TEKS SUMBER >>

=======

Ciri-ciri perilaku ini, jika diringkas, kembali kepada dua hal terkait relasi, pertama ingkar kepada Allah Swt dan Rasul-Nya, kedua memiliki relasi buruk sesama manusia. Keimanan mereka hanya di mulut saja. Sejatinya, mereka adalah orang-orang yang ingkar dan kafir. Dalam relasi antar sesama, mereka suka bermuka dua, menampakkan kebaikan tetapi memendam keburukan, suka merendahkan orang lain, dan menebar kebencian.
Utamanya adalah perilaku mereka: mencampakkan panduan hidup (hidayah) dan memilih hal-hal praktis yang menguntungkan diri mereka. Padahal, sesungguhnya menyesatkan. Kata kunci dari semua perbuatan mereka adalah “berbuat kerusakan di muka bumi” (fasaad fii l-ardh).
Menarik untuk mengungkap kata kunci ini di seluruh ayat-ayat al-Qur’an. Dalam berbagai bentuknya, kata “fasaad” ini disebut sekitar 50 kali (merujuk pada Kamus Qur’an karanya Muhammad Fuad ‘Abd al-Baqi). Dari angka ini, sebanyak 37 kali secara spesifik menyebut obyek dari perusakan ini, yaitu bumi (al-ardh, sebanyak 32 kali), bumi dan langit (as-samawaat wa al-ardh, 2 kali), suatu kota (al-qaryah, 1 kali), penduduk suatu kota (al-bilaad, 1 kali). Artinya, kongkrit sekali perliku orang-orang munafik ini: merusak tatanan bumi.

=======

DAFTAR DATA >>

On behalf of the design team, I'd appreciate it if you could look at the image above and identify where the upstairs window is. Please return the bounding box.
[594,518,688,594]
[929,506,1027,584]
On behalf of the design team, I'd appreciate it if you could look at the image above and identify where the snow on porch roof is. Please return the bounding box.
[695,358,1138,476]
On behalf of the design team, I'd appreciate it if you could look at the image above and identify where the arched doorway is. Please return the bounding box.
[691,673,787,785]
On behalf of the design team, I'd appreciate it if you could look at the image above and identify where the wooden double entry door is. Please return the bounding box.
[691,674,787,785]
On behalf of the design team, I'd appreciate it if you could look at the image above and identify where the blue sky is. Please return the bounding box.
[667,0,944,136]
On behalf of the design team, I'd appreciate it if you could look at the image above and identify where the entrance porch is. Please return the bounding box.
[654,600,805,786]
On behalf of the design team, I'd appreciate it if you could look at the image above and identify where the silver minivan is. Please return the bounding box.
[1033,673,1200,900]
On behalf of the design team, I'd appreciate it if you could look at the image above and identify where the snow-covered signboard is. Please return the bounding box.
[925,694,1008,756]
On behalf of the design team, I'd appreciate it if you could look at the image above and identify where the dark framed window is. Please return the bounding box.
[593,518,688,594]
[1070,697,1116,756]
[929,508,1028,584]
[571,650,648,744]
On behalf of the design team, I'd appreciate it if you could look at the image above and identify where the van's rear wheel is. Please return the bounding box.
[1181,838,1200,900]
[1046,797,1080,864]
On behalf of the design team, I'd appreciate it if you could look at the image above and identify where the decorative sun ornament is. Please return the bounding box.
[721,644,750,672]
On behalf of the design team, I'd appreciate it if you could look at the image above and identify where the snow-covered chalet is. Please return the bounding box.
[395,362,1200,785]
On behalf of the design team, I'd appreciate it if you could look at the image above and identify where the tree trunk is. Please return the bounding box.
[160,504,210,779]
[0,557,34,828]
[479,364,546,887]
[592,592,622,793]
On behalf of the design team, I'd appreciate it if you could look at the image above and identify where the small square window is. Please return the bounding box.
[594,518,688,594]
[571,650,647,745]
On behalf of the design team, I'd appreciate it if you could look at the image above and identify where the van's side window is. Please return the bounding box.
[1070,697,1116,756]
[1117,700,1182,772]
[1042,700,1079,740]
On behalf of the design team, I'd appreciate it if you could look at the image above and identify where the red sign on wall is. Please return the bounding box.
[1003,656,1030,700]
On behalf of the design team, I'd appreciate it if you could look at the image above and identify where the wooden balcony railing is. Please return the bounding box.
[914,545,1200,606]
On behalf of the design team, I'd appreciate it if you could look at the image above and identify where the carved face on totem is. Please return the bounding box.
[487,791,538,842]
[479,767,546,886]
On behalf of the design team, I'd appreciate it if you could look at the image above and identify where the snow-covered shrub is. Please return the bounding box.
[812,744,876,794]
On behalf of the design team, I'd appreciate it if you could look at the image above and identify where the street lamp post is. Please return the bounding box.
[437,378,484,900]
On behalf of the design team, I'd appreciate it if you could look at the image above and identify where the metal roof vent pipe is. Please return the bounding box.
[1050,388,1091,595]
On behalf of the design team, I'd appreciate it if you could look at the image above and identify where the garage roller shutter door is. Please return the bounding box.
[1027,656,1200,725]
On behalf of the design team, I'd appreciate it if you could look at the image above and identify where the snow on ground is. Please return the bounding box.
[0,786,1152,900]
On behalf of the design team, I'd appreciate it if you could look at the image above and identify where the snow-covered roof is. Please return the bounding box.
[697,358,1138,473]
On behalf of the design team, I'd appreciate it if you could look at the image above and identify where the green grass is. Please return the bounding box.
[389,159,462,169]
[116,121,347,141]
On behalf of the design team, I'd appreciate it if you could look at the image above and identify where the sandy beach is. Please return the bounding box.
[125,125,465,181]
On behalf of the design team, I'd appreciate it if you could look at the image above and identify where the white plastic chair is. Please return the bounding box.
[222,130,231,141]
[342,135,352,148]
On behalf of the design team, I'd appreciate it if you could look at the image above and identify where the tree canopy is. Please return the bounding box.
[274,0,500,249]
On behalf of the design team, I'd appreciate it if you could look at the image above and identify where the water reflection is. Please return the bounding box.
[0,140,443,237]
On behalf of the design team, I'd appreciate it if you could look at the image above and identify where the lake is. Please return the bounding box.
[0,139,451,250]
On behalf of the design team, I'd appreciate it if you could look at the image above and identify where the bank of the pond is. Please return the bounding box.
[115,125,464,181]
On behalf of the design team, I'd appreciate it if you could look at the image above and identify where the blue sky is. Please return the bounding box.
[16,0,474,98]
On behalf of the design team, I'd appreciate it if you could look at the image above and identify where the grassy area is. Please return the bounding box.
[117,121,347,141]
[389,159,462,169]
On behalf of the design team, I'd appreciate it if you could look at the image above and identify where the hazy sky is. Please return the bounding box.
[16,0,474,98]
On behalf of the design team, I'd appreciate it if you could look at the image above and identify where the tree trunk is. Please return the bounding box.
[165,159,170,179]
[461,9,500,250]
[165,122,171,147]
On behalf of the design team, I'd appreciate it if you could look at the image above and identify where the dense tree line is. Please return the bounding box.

=======

Tuliskan kembali seluruh teks tentang ciri-ciri orang munafik, kata demi kata, tanpa perubahan apa pun. Daftar tersebut sama sekali tidak dipakai di sini.

Ciri-ciri perilaku ini, jika diringkas, kembali kepada dua hal terkait relasi, pertama ingkar kepada Allah Swt dan Rasul-Nya, kedua memiliki relasi buruk sesama manusia. Keimanan mereka hanya di mulut saja. Sejatinya, mereka adalah orang-orang yang ingkar dan kafir. Dalam relasi antar sesama, mereka suka bermuka dua, menampakkan kebaikan tetapi memendam keburukan, suka merendahkan orang lain, dan menebar kebencian.
Utamanya adalah perilaku mereka: mencampakkan panduan hidup (hidayah) dan memilih hal-hal praktis yang menguntungkan diri mereka. Padahal, sesungguhnya menyesatkan. Kata kunci dari semua perbuatan mereka adalah “berbuat kerusakan di muka bumi” (fasaad fii l-ardh).
Menarik untuk mengungkap kata kunci ini di seluruh ayat-ayat al-Qur’an. Dalam berbagai bentuknya, kata “fasaad” ini disebut sekitar 50 kali (merujuk pada Kamus Qur’an karanya Muhammad Fuad ‘Abd al-Baqi). Dari angka ini, sebanyak 37 kali secara spesifik menyebut obyek dari perusakan ini, yaitu bumi (al-ardh, sebanyak 32 kali), bumi dan langit (as-samawaat wa al-ardh, 2 kali), suatu kota (al-qaryah, 1 kali), penduduk suatu kota (al-bilaad, 1 kali). Artinya, kongkrit sekali perliku orang-orang munafik ini: merusak tatanan bumi.